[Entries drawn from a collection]
----

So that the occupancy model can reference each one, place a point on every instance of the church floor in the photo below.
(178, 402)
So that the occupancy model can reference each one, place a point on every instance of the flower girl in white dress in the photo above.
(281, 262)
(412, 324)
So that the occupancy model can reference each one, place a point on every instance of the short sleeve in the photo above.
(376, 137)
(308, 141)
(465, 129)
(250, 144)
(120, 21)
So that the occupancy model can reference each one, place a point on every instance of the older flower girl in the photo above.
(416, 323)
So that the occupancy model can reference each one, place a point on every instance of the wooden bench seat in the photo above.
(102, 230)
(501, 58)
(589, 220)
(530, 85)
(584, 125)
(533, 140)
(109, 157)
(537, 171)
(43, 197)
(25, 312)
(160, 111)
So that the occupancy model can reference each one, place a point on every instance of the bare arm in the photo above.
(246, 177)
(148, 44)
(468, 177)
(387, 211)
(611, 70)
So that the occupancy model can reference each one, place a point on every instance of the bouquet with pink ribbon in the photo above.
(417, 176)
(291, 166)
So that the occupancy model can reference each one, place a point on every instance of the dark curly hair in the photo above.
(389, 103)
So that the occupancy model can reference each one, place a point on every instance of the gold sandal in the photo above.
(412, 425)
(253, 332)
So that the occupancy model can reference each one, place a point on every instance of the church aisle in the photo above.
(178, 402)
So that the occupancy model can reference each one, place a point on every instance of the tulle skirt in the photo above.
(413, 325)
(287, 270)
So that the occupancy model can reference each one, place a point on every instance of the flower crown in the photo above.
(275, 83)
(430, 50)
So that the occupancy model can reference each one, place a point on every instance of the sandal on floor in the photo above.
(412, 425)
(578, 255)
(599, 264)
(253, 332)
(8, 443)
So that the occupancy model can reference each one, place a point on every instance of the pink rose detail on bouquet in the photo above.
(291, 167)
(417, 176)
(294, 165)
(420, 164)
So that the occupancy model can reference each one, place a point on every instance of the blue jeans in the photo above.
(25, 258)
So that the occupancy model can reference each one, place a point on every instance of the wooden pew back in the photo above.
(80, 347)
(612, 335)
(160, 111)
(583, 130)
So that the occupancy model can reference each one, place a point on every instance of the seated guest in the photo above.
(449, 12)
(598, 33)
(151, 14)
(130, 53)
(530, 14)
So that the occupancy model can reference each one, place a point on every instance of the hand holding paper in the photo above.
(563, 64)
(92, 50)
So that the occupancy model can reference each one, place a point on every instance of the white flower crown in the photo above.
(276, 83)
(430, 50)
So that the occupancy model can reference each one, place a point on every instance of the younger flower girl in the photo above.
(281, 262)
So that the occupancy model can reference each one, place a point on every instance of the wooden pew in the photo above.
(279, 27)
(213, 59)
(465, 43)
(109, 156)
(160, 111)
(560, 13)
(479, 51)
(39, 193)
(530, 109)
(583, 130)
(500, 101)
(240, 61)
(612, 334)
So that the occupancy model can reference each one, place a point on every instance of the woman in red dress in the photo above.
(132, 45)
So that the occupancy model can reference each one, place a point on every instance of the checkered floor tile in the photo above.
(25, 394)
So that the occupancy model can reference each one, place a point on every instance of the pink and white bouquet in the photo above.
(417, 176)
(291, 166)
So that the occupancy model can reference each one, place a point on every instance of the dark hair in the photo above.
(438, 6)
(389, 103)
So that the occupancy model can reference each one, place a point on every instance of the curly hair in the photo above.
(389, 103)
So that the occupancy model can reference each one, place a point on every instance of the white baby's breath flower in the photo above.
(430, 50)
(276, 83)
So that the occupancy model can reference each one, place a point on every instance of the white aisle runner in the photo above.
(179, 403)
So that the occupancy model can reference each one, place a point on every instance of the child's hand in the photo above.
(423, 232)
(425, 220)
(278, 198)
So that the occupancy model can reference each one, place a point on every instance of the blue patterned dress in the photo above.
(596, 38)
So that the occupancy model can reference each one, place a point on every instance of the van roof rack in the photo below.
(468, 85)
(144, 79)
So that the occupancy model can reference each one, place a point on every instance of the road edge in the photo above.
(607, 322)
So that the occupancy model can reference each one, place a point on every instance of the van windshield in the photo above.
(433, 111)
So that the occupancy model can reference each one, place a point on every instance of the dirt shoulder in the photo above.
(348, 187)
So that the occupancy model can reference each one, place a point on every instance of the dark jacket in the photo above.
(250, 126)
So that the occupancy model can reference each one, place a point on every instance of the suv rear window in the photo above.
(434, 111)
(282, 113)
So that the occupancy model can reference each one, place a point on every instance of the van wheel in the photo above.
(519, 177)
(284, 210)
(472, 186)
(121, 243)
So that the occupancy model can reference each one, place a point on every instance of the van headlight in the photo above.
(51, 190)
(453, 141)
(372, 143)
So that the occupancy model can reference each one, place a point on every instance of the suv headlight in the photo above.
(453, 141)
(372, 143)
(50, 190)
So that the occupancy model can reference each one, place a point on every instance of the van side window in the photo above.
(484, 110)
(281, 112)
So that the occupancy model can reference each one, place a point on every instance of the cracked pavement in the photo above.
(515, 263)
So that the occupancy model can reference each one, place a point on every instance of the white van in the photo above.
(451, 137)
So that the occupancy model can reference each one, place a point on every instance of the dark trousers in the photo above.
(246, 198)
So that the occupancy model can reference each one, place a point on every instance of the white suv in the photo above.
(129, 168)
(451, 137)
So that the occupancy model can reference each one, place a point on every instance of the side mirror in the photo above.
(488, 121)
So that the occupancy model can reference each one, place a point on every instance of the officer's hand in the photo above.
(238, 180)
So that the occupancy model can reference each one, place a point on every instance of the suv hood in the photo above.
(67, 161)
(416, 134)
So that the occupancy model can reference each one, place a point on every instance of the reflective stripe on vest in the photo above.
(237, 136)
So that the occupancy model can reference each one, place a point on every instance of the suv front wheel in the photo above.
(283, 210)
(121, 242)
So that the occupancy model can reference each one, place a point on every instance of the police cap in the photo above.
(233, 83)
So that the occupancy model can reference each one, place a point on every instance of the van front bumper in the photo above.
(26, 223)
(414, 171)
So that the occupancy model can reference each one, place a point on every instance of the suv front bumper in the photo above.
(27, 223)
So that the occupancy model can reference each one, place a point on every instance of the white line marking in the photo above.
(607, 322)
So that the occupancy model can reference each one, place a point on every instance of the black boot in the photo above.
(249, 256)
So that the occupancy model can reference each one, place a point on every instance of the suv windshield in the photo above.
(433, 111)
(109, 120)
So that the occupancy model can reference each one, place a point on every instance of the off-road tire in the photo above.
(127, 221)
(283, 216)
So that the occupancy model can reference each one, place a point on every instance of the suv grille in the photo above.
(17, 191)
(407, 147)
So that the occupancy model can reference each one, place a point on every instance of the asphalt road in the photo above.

----

*Brief:*
Copy every one of the entries above word for word, keeping each line unchanged.

*Response for this exercise:*
So that the occupancy model can reference each one, place a point on every instance of the church floor in the photo below.
(178, 402)
So that the occupancy model can reference each one, place a point on every instance of the flower girl in white dress in the photo above.
(281, 262)
(412, 324)
So that the occupancy model can reference each one, place a point on every instance of the short sleeve in the photo above.
(376, 137)
(308, 141)
(465, 129)
(250, 144)
(120, 21)
So that the occupancy model can reference each one, place a point on every instance of the older flower girl in the photo above.
(416, 323)
So that the occupancy model can reference each one, place a point on every instance of the wooden bench seat in the photo above.
(102, 230)
(501, 58)
(589, 220)
(530, 85)
(584, 125)
(533, 140)
(109, 157)
(537, 171)
(43, 197)
(25, 312)
(160, 111)
So that the occupancy model can reference each one, place a point on every instance of the bare arm in the photo above.
(246, 177)
(148, 44)
(468, 177)
(387, 211)
(611, 70)
So that the occupancy model can reference each one, place a point on every instance of the bouquet with pink ribbon in the photo above.
(417, 176)
(291, 166)
So that the occupancy model can reference each one, place a point on every instance of the dark curly hair in the photo above.
(389, 103)
So that the occupancy model can reference each one, place a point on every instance of the gold sandal in the photo above.
(412, 425)
(253, 332)
So that the occupancy model can reference each one, place a point on every instance of the church aisle in the photo above.
(178, 402)
So that the occupancy model can reference each one, place a point on every instance of the tulle skirt in the photo above.
(413, 325)
(287, 270)
So that the occupancy model can reference each one, place a point on every instance of the flower crown in the photo above.
(275, 83)
(430, 50)
So that the occupancy model can reference each one, place a point on every instance of the sandal on floor in the photo above.
(412, 425)
(578, 255)
(599, 264)
(253, 332)
(8, 443)
So that the occupancy model can reference each one, place a point on every instance of the pink rose detail on bouquet in the photo above.
(291, 167)
(417, 176)
(294, 165)
(420, 164)
So that the occupancy model can reference each one, place a point on every instance of the blue jeans in the photo above.
(25, 258)
So that the occupancy model can reference each one, place a point on every instance of the wooden pew back in the photo above.
(80, 347)
(612, 335)
(160, 111)
(583, 130)
So that the occupancy model can reference each one, place a point on every instance of the seated guest in the photo above.
(449, 12)
(598, 33)
(151, 14)
(130, 53)
(530, 14)
So that the occupancy model can reference each one, place a point on every instance of the hand holding paper in the photo above.
(563, 64)
(92, 50)
So that the occupancy model can reference each one, place a point on every instance of the white flower crown in the photo above.
(276, 83)
(430, 50)
So that the occupancy model can reference each one, place a point on every instance of the younger flower girl in the photo above.
(281, 262)
So that the occupancy model can reference each one, place a point on every instance of the wooden pew in the photo above.
(279, 27)
(213, 59)
(465, 43)
(109, 156)
(160, 111)
(560, 13)
(479, 51)
(39, 193)
(530, 109)
(583, 130)
(500, 101)
(240, 61)
(612, 334)
So that the occupancy model can reference each one, place a point on every instance of the woman in red dress in the photo above.
(132, 45)
So that the occupancy model can reference each one, place a point on every instance of the checkered floor tile in the photo above.
(25, 394)
So that the occupancy model can reference each one, place a point on every instance of the pink and white bouquet in the photo above.
(417, 176)
(291, 166)
So that the occupancy model can reference each one, place a point on every instance of the dark hair in the photo above.
(438, 6)
(389, 103)
So that the occupancy model can reference each one, place a point on every instance of the curly hair in the photo above.
(389, 103)
So that the occupancy model can reference each one, place a point on every instance of the white baby's breath flower in the photo above.
(430, 50)
(276, 83)
So that the occupancy model can reference each one, place a point on every instance of the white aisle runner in the photo above.
(179, 403)
So that the occupancy model can reference each one, place a point on every instance of the child's hand in the photo above.
(423, 232)
(425, 220)
(278, 198)
So that the occupancy model can reference each one, place a point on every instance of the blue patterned dress in the photo above.
(596, 38)
So that the occupancy model can reference each one, place a point on every instance of the van roof rack in the photo below.
(468, 85)
(144, 79)
So that the occupancy model can reference each one, place a point on every instance of the road edge in the photo above.
(607, 322)
So that the occupancy model can reference each one, place a point on every instance of the van windshield in the photo above.
(433, 111)
So that the occupancy model can reference each one, place a point on every instance of the dirt shoulder in the photo above.
(348, 187)
So that the occupancy model can reference each one, place a point on every instance of the dark jacket in the photo above.
(250, 126)
So that the occupancy model can reference each one, place a point on every instance of the suv rear window in the photo above.
(434, 111)
(282, 113)
So that the occupancy model can reference each one, place a point on every instance of the van wheel in the photo above.
(519, 177)
(284, 210)
(472, 186)
(121, 243)
So that the occupancy model can reference each one, place a point on every instance of the van headlight in the photo above.
(51, 190)
(453, 141)
(372, 143)
So that the occupancy model can reference each one, place a point on every instance of the suv headlight in the photo above.
(453, 141)
(372, 143)
(50, 190)
So that the occupancy model can reference each one, place a point on every instance of the van side window in the photo above.
(484, 110)
(281, 112)
So that the occupancy model can reference each one, place a point on every instance of the cracked pavement in the photo above.
(515, 263)
So that the occupancy model can reference each one, place a point on every instance of the white van in the photo above.
(451, 137)
So that the occupancy model can reference each one, place a point on every instance of the dark trousers in the photo above.
(246, 198)
So that the occupancy model can reference each one, place a point on every instance of the white suv in the photo above.
(129, 168)
(451, 137)
So that the occupancy model can reference each one, place a point on every instance of the side mirror in the photo above.
(488, 121)
So that the occupancy model can reference each one, place a point on every instance of the officer's hand in the photo above.
(238, 180)
So that the occupancy model can reference each one, place a point on every instance of the suv hood in the photo above.
(67, 161)
(416, 134)
So that the occupancy model can reference each one, place a point on every instance of the reflective stripe on vest in the photo above.
(237, 136)
So that the occupancy model can reference each one, place a point on every instance of the suv front wheel in the photo above.
(283, 210)
(121, 242)
So that the occupancy model can reference each one, place a point on every instance of the police cap in the photo above.
(233, 83)
So that the occupancy model can reference each one, place a point on every instance of the van front bumper in the photo above.
(26, 223)
(414, 171)
So that the occupancy model can reference each one, place a point on every instance of the suv front bumper in the photo above.
(27, 223)
So that the occupancy model can reference each one, place a point on every instance of the white line marking in the photo above.
(607, 322)
So that the occupancy model can reference each one, place a point on every instance of the black boot in the photo above.
(249, 256)
So that the occupancy model can reference each one, place a point on every instance of the suv windshield in the photo above.
(433, 111)
(109, 120)
So that the occupancy model can reference each one, place a point on every instance of the off-road tire in the photo above.
(127, 221)
(283, 216)
So that the occupancy model can reference each one, place a point on every instance of the suv grille in the photo above.
(17, 191)
(407, 147)
So that the occupancy model can reference each one, place a point on every instance of the asphalt road in the photo above.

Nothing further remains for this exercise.